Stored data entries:
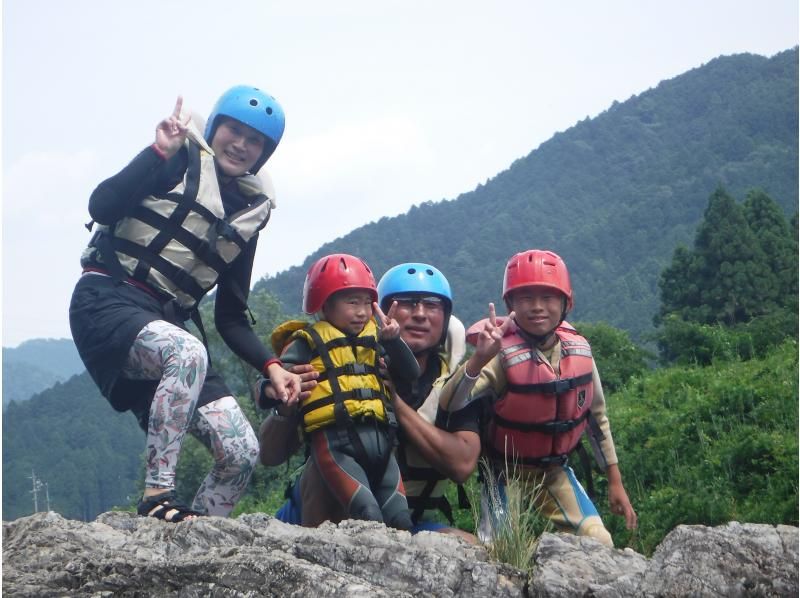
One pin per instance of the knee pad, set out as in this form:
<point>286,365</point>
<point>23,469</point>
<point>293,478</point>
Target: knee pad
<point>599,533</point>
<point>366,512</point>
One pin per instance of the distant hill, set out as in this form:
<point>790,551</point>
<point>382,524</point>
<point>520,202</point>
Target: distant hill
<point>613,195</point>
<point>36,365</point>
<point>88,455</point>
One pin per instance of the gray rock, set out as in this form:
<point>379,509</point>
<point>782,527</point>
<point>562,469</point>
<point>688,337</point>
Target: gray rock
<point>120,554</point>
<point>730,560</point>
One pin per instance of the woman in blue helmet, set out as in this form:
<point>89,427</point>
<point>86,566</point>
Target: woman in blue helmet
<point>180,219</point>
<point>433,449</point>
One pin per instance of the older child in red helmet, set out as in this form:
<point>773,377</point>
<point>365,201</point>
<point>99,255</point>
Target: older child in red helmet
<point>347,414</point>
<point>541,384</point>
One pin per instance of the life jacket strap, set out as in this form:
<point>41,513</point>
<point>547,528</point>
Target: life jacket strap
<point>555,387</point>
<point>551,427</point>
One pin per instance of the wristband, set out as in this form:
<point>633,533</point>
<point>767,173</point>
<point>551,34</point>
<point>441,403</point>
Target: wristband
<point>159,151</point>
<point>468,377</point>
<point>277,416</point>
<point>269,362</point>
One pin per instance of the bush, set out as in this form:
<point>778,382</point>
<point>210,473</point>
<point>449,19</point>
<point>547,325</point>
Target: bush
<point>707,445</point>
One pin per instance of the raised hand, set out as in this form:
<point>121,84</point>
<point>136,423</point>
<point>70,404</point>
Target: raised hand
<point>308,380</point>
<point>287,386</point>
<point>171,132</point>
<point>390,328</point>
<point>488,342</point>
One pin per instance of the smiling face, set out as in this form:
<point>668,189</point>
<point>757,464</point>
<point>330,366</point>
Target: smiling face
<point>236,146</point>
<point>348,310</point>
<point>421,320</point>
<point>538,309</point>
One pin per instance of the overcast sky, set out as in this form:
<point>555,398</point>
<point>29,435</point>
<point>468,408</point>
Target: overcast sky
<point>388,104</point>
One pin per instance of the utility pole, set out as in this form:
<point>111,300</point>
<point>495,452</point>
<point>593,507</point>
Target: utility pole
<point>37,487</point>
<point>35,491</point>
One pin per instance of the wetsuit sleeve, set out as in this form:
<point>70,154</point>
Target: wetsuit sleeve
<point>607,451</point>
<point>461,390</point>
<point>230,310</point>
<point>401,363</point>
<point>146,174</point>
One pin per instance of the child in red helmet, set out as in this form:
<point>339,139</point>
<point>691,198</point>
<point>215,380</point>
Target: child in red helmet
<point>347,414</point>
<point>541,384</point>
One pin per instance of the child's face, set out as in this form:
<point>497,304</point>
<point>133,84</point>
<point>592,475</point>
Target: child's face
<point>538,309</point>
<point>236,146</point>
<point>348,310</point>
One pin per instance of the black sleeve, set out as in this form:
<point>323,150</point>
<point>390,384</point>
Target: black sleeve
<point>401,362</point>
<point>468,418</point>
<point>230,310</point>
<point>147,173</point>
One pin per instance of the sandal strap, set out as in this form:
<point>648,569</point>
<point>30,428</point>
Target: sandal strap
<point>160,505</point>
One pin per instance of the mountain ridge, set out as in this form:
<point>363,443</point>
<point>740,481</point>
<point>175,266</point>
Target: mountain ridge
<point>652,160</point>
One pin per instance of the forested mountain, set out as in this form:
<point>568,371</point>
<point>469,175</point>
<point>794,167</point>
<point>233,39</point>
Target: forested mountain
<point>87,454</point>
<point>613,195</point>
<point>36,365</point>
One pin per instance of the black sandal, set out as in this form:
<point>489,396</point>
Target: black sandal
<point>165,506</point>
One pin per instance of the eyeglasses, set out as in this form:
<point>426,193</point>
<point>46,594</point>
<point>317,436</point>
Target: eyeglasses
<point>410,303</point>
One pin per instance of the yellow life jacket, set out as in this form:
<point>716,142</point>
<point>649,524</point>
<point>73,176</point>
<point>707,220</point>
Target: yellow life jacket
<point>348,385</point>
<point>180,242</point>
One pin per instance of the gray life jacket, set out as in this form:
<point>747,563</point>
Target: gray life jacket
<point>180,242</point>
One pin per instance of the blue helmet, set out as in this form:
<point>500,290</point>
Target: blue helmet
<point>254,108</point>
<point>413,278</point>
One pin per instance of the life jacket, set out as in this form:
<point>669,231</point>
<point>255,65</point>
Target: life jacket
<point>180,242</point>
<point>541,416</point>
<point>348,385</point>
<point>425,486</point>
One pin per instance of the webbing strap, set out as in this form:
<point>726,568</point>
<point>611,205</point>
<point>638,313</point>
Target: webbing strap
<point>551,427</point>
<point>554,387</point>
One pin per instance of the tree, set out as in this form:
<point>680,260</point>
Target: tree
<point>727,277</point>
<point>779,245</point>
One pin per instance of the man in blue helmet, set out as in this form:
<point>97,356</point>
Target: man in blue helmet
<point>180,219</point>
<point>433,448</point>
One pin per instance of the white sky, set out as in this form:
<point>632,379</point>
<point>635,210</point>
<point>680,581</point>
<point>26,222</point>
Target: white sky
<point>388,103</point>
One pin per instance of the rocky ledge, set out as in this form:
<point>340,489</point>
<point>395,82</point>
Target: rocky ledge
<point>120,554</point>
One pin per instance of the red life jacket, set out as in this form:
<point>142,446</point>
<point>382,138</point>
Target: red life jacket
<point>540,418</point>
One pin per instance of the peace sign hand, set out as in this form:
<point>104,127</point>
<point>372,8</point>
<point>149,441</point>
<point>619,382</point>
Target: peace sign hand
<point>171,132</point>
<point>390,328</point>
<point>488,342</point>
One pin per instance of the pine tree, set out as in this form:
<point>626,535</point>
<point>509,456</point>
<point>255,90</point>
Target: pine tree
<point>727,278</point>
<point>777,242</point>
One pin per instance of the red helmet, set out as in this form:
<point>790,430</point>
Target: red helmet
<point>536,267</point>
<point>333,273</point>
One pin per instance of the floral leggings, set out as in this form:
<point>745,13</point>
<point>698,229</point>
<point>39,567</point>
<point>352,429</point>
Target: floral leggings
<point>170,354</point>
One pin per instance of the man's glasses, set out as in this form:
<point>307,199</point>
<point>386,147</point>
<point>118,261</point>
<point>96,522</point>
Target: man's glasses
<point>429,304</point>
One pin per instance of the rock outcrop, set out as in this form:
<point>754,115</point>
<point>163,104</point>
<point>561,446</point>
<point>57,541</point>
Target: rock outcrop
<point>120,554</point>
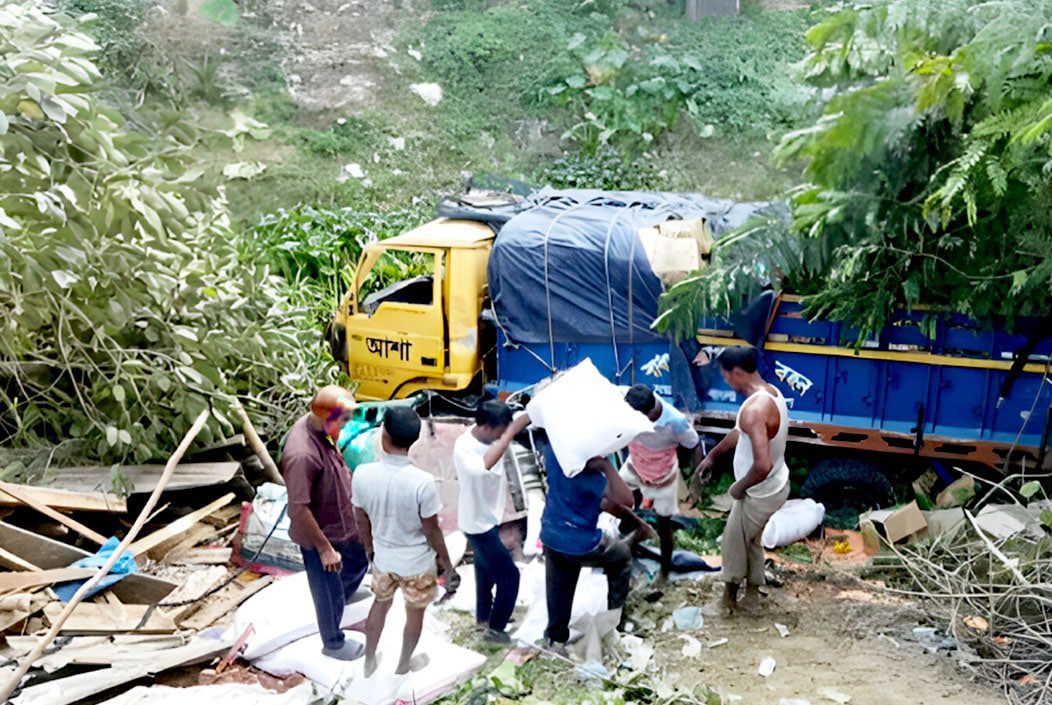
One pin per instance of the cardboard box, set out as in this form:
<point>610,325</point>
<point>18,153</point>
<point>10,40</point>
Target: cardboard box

Your instructions: Every line above goes into the copy unchanged; the pictures do not.

Response below:
One pin per instance of the knee pad, set out as in this form:
<point>286,365</point>
<point>23,469</point>
<point>293,478</point>
Target: knee pad
<point>599,533</point>
<point>366,512</point>
One pin per instance of the distant hill, set out as in this form:
<point>790,551</point>
<point>382,524</point>
<point>520,202</point>
Target: distant hill
<point>613,195</point>
<point>36,365</point>
<point>88,455</point>
One pin per instance of the gray rock, set out as in this form:
<point>379,509</point>
<point>782,527</point>
<point>562,469</point>
<point>688,337</point>
Target: gray rock
<point>120,554</point>
<point>730,560</point>
One pin per instance of the woman in blue helmet, set out as in this form:
<point>89,427</point>
<point>86,566</point>
Target: woman in blue helmet
<point>180,219</point>
<point>433,449</point>
One pin per instance of the older child in red helmet, set out as in this form:
<point>773,377</point>
<point>365,201</point>
<point>99,255</point>
Target: older child in red helmet
<point>347,414</point>
<point>541,384</point>
One pin per instance of the life jacket strap, set out as in this form:
<point>41,513</point>
<point>547,528</point>
Target: life jacket strap
<point>555,387</point>
<point>551,427</point>
One pin per instance of the wristband, set out as in this form:
<point>633,533</point>
<point>767,173</point>
<point>551,34</point>
<point>441,403</point>
Target: wristband
<point>159,151</point>
<point>468,377</point>
<point>277,416</point>
<point>269,362</point>
One pin per instance of the bush, set out as in this form:
<point>778,382</point>
<point>210,473</point>
<point>449,19</point>
<point>547,325</point>
Target: bush
<point>707,445</point>
One pin per instance of the raised hand, set out as in this form:
<point>121,84</point>
<point>136,423</point>
<point>70,404</point>
Target: raised hand
<point>308,380</point>
<point>287,386</point>
<point>171,132</point>
<point>390,328</point>
<point>488,342</point>
One pin per instance of the smiling face, set out as in this form:
<point>668,189</point>
<point>757,464</point>
<point>330,366</point>
Target: smiling face
<point>236,146</point>
<point>348,310</point>
<point>421,320</point>
<point>538,309</point>
One pin per instance of the overcast sky, set out as in this form:
<point>555,398</point>
<point>29,435</point>
<point>468,408</point>
Target: overcast sky
<point>388,104</point>
One pin per instance of the utility pole, set out as in this form:
<point>111,300</point>
<point>495,452</point>
<point>593,507</point>
Target: utility pole
<point>37,487</point>
<point>35,491</point>
One pin per instance of the wetsuit sleeve, set out as in this form:
<point>70,154</point>
Target: wetsuit sleeve
<point>607,451</point>
<point>461,390</point>
<point>230,310</point>
<point>401,363</point>
<point>146,174</point>
One pin per instance of the child in red helmet, set out as in this form:
<point>339,139</point>
<point>691,198</point>
<point>215,380</point>
Target: child in red helmet
<point>347,414</point>
<point>541,384</point>
One pin per instance of the child's face, set out as in this form:
<point>497,304</point>
<point>133,84</point>
<point>592,475</point>
Target: child's face
<point>538,309</point>
<point>236,146</point>
<point>348,310</point>
One pin per instance of the black sleeve, set out as in this form:
<point>323,150</point>
<point>390,384</point>
Target: black sleeve
<point>401,362</point>
<point>468,418</point>
<point>230,310</point>
<point>147,173</point>
One pin per instance of the sandal strap, set out as in this form:
<point>648,569</point>
<point>30,428</point>
Target: sandal strap
<point>160,505</point>
One pin per instance of the mountain ridge, set out as in this form:
<point>363,443</point>
<point>740,481</point>
<point>175,266</point>
Target: mountain ridge
<point>652,160</point>
One pin per instance of the forested mountain, set out as in this form:
<point>568,371</point>
<point>469,175</point>
<point>794,167</point>
<point>233,39</point>
Target: forested mountain
<point>87,454</point>
<point>613,195</point>
<point>36,365</point>
One pin per instance of the black sandal, set out as in this form:
<point>489,396</point>
Target: black sandal
<point>165,506</point>
One pin per instance of the eyeglasses, set out as in this form:
<point>426,193</point>
<point>46,594</point>
<point>317,436</point>
Target: eyeglasses
<point>410,303</point>
One pin per instance of the yellow life jacket, set out as in this form:
<point>716,142</point>
<point>649,524</point>
<point>73,176</point>
<point>707,220</point>
Target: yellow life jacket
<point>348,385</point>
<point>180,242</point>
One pin per instance of the gray life jacket, set out as in this form:
<point>747,563</point>
Target: gray life jacket
<point>180,242</point>
One pin per instance of the blue helmet, set out as in this form:
<point>500,290</point>
Target: blue helmet
<point>254,108</point>
<point>413,278</point>
One pin per instance of the life jacket, set out as in this form:
<point>669,231</point>
<point>255,65</point>
Target: life jacket
<point>180,242</point>
<point>541,416</point>
<point>348,385</point>
<point>425,486</point>
One pin per instance of the webbing strap, set out as in this form:
<point>726,568</point>
<point>611,205</point>
<point>638,313</point>
Target: webbing strap
<point>551,427</point>
<point>554,387</point>
One pin per instance of the tree, set out as in this form:
<point>680,260</point>
Target: tree
<point>727,277</point>
<point>779,245</point>
One pin per instance of the man in blue helmet, set out as in this form:
<point>97,356</point>
Target: man in blue helmet
<point>180,219</point>
<point>433,448</point>
One pin per instance of the white sky, set out as in this form:
<point>632,379</point>
<point>635,210</point>
<point>680,581</point>
<point>26,222</point>
Target: white sky
<point>388,103</point>
One pin per instance of the rocky ledge, set out as in this form:
<point>340,489</point>
<point>395,82</point>
Target: rocky ledge
<point>120,554</point>
One pin per instance of the red life jacket, set out as in this form:
<point>142,446</point>
<point>382,138</point>
Target: red life jacket
<point>540,418</point>
One pin per instance of the peace sign hand, set out as in this form:
<point>104,127</point>
<point>372,8</point>
<point>149,441</point>
<point>619,382</point>
Target: peace sign hand
<point>171,132</point>
<point>390,328</point>
<point>488,342</point>
One pin per instance of the pine tree, set out as in this form:
<point>626,535</point>
<point>509,456</point>
<point>255,90</point>
Target: pine tree
<point>727,278</point>
<point>777,242</point>
One pin per instance of the red helmet, set out as in this form:
<point>790,430</point>
Target: red helmet
<point>536,267</point>
<point>333,273</point>
One pin per instance of the floral leggings, set out as in this form:
<point>745,13</point>
<point>698,229</point>
<point>39,567</point>
<point>352,429</point>
Target: floral leggings
<point>170,354</point>
One pin per instance of the man's glasses, set out as in this form:
<point>307,199</point>
<point>386,147</point>
<point>118,261</point>
<point>96,522</point>
Target: man's glasses
<point>429,304</point>
One pin per instance of the rock outcrop, set out as in this form:
<point>754,115</point>
<point>163,104</point>
<point>561,446</point>
<point>57,541</point>
Target: rock outcrop
<point>120,554</point>
One pin per instance of the cardboard box, set out as in this form:
<point>610,325</point>
<point>18,153</point>
<point>10,40</point>
Target: cardboard box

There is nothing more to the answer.